READING PASSAGE:

New Tool Helps Victims of Identity Theft Recover
The FTC will guide you in wresting your identity back from criminals
If you know someone who's had their identity stolen, you may have a vague sense of the weeks or months or even years of hassle and countless hours of work that getting it back, and avoiding liability for debts incurred, can involve. Would you even know what to do if you were a victim of identity theft?
For the 2.7 or so million people who have their identifies stolen each year (based on 2014 IRS figures), there's a new tool at Identitytheft.gov that walks you through the process. The actions are divided into three sections:
- What to do right away. These steps range from reporting the fraud charges to the company involved to freezing your credit reports. The site provides sample letters and contact information to help you do what's needed.
- What to do next. Measures include correcting your credit report, addressing bogus charges and closing any fraudulent accounts.
- Other steps to take. These are optional and can be catered to your particular situation, including child identity theft and medical identity theft.
Once you enter your information and report your case, the site creates a recovery plan for you, tracks your progress and pre-fills any necessary letters or forms.
Know that if your identity is stolen, according to Identitytheft.gov you have certain rights under the law, including the right to:
- Place a 90-day initial fraud alert on your credit report.
- Add a seven-year extended fraud alert on your credit report.
- Get free copies of your credit report.
- Get fraudulent information removed from your credit report.
- Dispute fraudulent or inaccurate information on your credit report.
- Stop creditors and debt collectors from reporting fraudulent accounts.
- Get copies of documents related to the identity theft.
- Stop a debt collector from contacting you.
Here's a video about how it all works.
How will you know if your identity has been stolen?
According to the FTC, here are clues that a criminal is using your personal information:
- You notice withdrawals from your bank account that you didn't make.
- You don't get bills or other mail.
- You get medical bills for services you didn't use.
- Debt collectors call you about debts that are not yours.
- Strange accounts or charges appear on your credit report.
- The Internal Revenue Service (IRS) says you earned income from an employer you don't work for.

RECORD SET:
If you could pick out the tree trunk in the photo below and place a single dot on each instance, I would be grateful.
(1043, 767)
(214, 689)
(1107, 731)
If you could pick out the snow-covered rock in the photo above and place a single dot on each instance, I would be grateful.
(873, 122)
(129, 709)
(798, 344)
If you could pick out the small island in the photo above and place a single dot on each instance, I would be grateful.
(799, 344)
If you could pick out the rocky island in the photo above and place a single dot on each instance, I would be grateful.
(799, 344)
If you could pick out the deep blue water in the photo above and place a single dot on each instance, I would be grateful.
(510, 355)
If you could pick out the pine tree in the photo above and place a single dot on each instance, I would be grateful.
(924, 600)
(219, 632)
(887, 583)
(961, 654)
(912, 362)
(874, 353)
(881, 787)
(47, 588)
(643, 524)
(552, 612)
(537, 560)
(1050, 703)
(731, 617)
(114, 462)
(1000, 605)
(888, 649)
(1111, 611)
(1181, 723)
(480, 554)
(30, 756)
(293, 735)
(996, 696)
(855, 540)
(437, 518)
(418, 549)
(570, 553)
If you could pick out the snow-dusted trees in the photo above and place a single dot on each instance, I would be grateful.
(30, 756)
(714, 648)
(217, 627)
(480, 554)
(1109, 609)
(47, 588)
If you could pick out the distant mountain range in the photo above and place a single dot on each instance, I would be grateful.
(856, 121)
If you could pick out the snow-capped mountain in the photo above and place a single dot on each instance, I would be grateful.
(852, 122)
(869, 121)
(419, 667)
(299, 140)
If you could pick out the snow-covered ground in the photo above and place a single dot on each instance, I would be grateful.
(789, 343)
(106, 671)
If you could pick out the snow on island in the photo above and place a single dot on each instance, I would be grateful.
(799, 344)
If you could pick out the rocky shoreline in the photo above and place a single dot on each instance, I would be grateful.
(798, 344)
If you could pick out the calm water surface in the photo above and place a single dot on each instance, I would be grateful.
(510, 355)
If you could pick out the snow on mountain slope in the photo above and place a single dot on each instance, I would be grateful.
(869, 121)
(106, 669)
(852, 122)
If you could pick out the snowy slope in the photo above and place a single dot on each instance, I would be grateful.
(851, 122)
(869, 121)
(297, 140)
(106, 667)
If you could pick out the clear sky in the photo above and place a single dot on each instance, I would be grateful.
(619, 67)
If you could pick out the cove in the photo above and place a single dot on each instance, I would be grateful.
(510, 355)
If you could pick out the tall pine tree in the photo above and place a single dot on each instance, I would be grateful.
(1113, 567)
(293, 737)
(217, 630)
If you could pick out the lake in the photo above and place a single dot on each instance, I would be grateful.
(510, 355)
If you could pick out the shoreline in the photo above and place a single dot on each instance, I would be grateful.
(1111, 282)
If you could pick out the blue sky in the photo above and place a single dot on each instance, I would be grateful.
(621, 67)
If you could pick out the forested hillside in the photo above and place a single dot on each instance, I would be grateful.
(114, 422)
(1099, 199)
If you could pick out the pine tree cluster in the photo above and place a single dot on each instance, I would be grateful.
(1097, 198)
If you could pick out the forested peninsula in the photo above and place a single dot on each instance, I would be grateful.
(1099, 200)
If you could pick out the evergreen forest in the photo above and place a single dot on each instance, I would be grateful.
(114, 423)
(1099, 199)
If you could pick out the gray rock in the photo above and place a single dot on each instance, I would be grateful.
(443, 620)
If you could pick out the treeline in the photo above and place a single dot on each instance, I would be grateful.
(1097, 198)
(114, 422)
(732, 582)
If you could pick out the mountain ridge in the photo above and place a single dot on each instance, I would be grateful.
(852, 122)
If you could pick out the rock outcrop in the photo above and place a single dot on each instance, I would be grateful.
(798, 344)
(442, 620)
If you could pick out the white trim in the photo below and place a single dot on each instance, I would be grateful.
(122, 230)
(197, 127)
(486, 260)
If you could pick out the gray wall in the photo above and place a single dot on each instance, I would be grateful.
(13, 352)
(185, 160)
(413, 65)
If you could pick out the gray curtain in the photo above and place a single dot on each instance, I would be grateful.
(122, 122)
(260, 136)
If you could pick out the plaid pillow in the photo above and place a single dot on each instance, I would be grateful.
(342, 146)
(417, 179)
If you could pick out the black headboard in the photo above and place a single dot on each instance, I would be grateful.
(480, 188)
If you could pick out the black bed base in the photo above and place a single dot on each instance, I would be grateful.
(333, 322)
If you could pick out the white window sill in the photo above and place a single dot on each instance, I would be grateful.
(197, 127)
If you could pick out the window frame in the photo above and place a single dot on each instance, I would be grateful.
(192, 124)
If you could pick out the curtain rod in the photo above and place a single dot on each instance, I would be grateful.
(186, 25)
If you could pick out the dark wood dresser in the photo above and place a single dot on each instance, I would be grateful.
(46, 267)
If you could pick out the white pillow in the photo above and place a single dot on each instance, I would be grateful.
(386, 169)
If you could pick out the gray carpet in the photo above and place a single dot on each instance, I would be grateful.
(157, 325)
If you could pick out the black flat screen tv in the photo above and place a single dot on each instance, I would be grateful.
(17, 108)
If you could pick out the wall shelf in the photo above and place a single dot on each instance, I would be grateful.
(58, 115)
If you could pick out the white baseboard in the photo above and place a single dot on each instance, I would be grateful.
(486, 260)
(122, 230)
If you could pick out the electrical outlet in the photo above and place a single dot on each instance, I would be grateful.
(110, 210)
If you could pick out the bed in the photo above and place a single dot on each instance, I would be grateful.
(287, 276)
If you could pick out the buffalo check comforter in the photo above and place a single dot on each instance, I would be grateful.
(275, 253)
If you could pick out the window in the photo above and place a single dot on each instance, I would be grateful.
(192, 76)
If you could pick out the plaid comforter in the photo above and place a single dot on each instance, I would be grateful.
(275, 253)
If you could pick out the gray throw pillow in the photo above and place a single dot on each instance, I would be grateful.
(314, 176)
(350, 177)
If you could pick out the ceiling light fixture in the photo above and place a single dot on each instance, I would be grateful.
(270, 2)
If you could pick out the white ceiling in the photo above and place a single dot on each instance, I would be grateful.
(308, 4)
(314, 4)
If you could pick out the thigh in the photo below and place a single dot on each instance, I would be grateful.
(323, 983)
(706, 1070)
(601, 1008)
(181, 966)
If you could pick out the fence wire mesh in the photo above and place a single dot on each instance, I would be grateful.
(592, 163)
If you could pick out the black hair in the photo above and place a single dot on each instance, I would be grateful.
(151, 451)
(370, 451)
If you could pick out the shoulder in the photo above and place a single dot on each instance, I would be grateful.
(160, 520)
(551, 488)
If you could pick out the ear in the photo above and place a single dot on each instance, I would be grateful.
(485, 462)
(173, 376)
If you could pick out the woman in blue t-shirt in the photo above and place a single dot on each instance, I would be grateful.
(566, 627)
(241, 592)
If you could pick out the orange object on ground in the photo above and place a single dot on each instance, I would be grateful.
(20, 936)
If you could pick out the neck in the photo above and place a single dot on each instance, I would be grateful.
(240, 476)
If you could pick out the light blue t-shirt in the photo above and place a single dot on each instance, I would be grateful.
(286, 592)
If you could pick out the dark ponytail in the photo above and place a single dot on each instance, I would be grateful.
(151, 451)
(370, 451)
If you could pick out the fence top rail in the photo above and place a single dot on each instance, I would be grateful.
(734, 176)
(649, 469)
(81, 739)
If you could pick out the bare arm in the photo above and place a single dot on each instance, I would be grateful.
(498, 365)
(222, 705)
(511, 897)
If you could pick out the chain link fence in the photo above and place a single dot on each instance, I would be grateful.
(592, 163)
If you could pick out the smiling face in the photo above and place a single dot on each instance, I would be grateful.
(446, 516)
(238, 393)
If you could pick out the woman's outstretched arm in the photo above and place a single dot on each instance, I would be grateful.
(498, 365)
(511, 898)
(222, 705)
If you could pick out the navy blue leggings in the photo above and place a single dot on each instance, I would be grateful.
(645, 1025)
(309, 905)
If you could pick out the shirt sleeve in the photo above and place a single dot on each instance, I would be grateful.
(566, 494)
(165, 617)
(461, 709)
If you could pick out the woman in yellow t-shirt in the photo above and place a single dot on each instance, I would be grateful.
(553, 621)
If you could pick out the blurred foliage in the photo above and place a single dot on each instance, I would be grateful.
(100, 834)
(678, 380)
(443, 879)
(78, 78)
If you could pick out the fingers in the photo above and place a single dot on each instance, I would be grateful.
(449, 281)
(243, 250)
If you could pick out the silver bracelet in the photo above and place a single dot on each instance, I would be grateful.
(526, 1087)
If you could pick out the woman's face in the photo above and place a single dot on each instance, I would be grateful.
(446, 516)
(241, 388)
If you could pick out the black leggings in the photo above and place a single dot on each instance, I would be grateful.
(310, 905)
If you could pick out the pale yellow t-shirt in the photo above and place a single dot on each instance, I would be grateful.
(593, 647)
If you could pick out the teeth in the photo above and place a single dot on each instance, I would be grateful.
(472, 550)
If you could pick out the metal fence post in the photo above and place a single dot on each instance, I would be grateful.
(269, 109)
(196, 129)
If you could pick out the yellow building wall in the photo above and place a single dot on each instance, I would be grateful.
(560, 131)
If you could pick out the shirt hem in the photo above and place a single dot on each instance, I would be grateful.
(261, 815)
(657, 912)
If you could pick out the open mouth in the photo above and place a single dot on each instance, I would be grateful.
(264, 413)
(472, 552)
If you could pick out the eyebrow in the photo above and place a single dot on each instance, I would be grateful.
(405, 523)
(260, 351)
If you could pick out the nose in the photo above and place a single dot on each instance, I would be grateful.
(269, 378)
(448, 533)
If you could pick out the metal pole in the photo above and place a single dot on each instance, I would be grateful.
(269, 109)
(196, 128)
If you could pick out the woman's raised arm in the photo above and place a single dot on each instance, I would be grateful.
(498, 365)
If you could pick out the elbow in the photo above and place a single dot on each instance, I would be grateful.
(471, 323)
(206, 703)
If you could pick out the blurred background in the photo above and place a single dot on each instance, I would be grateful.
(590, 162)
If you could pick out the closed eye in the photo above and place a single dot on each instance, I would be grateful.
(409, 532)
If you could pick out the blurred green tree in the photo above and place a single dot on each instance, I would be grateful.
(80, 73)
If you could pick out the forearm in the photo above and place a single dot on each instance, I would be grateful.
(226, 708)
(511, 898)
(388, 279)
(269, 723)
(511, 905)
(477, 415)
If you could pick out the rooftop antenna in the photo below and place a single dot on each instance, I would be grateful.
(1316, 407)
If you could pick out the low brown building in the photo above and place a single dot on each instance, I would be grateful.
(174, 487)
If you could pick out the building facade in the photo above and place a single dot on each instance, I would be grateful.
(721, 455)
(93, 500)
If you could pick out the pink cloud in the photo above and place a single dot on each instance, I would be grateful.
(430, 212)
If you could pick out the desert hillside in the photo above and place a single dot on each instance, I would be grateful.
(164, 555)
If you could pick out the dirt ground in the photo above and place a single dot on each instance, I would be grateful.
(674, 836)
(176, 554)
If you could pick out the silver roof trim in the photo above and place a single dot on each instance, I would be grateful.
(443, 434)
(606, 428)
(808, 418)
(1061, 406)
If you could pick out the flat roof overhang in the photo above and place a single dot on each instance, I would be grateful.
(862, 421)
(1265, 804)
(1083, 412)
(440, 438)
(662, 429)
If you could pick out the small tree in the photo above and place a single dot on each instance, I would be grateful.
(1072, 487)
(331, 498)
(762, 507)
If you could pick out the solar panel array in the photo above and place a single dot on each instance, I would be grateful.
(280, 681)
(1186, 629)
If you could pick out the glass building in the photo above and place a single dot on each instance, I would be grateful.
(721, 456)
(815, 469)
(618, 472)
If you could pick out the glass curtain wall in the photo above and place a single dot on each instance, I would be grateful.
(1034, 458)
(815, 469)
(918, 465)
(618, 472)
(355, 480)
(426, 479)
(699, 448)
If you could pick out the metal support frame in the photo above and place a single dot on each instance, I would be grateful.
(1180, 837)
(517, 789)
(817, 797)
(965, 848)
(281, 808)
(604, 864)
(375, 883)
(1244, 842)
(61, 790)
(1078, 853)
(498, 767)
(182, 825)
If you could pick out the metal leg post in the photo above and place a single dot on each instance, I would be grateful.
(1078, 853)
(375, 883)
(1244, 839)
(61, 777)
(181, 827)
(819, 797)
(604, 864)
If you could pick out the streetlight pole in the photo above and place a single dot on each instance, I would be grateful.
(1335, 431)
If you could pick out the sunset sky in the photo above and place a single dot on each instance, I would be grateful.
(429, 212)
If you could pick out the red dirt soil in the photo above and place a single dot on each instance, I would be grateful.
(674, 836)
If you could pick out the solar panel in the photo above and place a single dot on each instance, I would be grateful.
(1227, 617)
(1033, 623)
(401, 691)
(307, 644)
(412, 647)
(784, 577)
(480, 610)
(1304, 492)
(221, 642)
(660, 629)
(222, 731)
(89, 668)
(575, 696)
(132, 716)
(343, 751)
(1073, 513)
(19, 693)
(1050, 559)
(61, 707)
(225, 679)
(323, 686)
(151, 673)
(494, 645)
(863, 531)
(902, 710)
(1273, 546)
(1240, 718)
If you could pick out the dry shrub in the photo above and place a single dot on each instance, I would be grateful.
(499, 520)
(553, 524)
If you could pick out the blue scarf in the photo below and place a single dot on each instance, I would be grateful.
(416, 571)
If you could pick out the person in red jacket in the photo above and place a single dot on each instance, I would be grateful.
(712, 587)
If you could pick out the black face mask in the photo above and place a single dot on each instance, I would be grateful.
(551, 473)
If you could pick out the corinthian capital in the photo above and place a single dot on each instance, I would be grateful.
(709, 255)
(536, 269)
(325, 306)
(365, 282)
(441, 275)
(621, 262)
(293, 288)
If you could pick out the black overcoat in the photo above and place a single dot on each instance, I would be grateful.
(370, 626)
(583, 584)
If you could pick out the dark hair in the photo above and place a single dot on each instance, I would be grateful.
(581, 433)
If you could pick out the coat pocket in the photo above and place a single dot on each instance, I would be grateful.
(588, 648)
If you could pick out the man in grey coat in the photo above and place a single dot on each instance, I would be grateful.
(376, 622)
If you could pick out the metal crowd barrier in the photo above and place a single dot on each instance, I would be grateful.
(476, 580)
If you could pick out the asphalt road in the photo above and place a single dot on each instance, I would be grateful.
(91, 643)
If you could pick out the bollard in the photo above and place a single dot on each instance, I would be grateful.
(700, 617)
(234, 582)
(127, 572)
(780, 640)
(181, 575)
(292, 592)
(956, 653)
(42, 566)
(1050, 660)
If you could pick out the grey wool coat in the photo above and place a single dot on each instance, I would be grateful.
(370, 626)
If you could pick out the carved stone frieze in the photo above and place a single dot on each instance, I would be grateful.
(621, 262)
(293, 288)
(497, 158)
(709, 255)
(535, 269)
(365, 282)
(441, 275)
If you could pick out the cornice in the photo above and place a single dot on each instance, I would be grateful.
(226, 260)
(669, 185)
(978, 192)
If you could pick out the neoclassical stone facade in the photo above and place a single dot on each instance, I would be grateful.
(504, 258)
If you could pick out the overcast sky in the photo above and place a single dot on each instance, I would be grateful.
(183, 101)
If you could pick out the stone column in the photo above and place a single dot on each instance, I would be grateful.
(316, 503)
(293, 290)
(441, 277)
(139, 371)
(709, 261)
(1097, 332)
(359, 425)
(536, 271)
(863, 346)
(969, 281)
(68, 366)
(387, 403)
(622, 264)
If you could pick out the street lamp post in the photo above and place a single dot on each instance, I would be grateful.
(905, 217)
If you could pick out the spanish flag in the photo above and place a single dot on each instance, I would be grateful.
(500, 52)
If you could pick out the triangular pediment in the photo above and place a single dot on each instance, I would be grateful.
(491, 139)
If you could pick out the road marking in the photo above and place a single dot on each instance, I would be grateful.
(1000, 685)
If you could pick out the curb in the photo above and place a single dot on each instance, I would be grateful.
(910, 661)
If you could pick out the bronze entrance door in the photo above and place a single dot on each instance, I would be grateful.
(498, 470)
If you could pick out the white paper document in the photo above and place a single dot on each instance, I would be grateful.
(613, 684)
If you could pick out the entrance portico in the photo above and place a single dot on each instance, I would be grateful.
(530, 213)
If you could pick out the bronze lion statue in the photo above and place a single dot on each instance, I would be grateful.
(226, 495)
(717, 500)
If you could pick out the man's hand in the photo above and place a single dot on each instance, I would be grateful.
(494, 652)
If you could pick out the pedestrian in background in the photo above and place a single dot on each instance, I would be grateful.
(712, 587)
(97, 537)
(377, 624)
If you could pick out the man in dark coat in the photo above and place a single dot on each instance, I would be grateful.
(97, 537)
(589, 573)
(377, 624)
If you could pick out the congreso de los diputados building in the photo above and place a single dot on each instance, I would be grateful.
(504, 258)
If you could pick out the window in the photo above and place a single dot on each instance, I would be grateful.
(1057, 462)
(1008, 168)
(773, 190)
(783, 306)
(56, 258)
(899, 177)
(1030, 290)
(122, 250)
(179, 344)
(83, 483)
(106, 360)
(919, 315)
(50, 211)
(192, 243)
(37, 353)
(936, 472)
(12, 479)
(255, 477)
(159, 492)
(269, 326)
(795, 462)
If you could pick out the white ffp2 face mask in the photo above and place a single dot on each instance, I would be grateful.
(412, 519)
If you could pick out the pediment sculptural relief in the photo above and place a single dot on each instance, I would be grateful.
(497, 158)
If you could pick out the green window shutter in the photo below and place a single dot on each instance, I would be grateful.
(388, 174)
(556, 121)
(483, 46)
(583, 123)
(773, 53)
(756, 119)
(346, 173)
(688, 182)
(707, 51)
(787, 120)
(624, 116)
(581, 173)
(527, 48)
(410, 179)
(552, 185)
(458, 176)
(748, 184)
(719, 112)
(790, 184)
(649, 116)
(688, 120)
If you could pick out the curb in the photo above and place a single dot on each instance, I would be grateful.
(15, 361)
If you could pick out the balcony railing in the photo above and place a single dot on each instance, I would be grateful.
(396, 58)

TO DO: In the identity theft article, how long can an extended fraud alert stay on your credit report?

RESPONSE TO THIS EXERCISE: Seven years.